- **Zadanie do wykonania 1**:
Przepisz bez zmian fragment tekstu o młodości D. w Tybecie, od słów „Jego cotygodniowy kontakt” aż do słów „Tybecie mierzony świętami.”.
- **Zadanie do wykonania 2**:
W tekście o młodości D. w Tybecie zamień akapit zaczynający się od słów „Jednym z nich było święto nowego roku” na listę, zachowując jego najważniejsze fakty.

─── Tekst strony

Życie D. do dwudziestego roku życia dzielił swoje życie na zimę spędzaną w Potali i od wiosny pobyt w Norbulince. Tak dalece wolał pałac letni, że potem przeniósł się na stałe do letniego pałacu. Stamtąd wspomina ze smutkiem widok nieszczęśliwych gęsi kanadyjskich, którym podcięto skrzydła, by nie mogły latać. Z tych lat dzieciństwa D. wspomina też z dużą serdecznością Austriaka Heinricha Harrera. Udało mu się w czasie II Wojny Światowej uciec z brytyjskiego obozu internowanych w Indiach. z kolegą pic lat błąkali się po górach jako nomadowie, aż do chwili, gdy niewpuszczający obcych Tybetańczycy  wyrazili im swoje uznanie pozwalając zostać w Lhasie.

   

 Jego cotygodniowy kontakt z D. pomógł temu ostatniemu poznawać Europę, przyswajać angielski i pozyskać przyjaźń Austriaka.
D. przedstawiając tybetański kalendarz (każdy rok przypisany kolejno ziemi, powietrzu, ogniowi, wodzie i żelazu oraz myszy, wołowi, tygrysowi, zającowi, smokowi, wężowi, koniowi, owcy, małpie, ptakowi, psu i świni, np 2000 rok był rokiem Żelaznego Smoka) pisze, że przed chińska inwazja czas był w Tybecie mierzony świętami.
 

  Jednym z nich było święto nowego roku (w lutym/marcu)- Losar. Wówczas D. publicznie pytał o radę wyrocznię Neczung. Niedługo po tym święcie następowało Monlam, Wielkie Święto Modlitwy. Po dwóch tygodniach kończono je uroczystą ponad 4-godzinną pudżą rozpoczętą wykładem o życiu Buddy, a zakończoną recytacją przez małego D. długiego tekstu. Strach przed ta chwila do dziś pozostał w pamięci D. Podobnie jak radość z podziwiania na ulicach związanych z tym świętem kolorowych  rzeźb z masła (thormy) ofiarowanych buddom, teatrzyków ulicznych.

──────
─── Dostarczone dane

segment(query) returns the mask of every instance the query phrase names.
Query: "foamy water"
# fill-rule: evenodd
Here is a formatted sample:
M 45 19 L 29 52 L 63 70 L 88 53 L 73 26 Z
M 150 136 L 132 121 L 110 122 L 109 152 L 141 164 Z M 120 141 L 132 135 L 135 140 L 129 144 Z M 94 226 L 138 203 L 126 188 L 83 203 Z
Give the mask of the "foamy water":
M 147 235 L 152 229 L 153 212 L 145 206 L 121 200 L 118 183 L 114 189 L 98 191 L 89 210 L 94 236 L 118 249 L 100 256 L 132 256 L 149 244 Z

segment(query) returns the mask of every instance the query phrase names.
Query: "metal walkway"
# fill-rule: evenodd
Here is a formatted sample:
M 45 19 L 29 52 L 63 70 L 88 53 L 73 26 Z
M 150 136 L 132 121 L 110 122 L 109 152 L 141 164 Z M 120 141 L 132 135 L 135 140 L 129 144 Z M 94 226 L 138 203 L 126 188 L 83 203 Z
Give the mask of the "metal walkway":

──────

- **Poprawna odpowiedź 1**:
Jego cotygodniowy kontakt z D. pomógł temu ostatniemu poznawać Europę, przyswajać angielski i pozyskać przyjaźń Austriaka.
D. przedstawiając tybetański kalendarz (każdy rok przypisany kolejno ziemi, powietrzu, ogniowi, wodzie i żelazu oraz myszy, wołowi, tygrysowi, zającowi, smokowi, wężowi, koniowi, owcy, małpie, ptakowi, psu i świni, np 2000 rok był rokiem Żelaznego Smoka) pisze, że przed chińska inwazja czas był w Tybecie mierzony świętami.

- **Poprawna odpowiedź 2**:
- Losar, święto nowego roku, przypadał w lutym lub marcu. Wtedy D. publicznie pytał o radę wyrocznię Neczung.
- Niedługo po nim następowało Monlam, Wielkie Święto Modlitwy.
- Po dwóch tygodniach Monlam kończono uroczystą pudżą trwającą ponad 4 godziny. Zaczynał ją wykład o życiu Buddy, a kończyła recytacja długiego tekstu przez małego D.
- D. do dziś pamięta strach przed tą chwilą.
- Pamięta też radość z podziwiania na ulicach kolorowych rzeźb z masła (thormy) ofiarowanych buddom oraz teatrzyków ulicznych.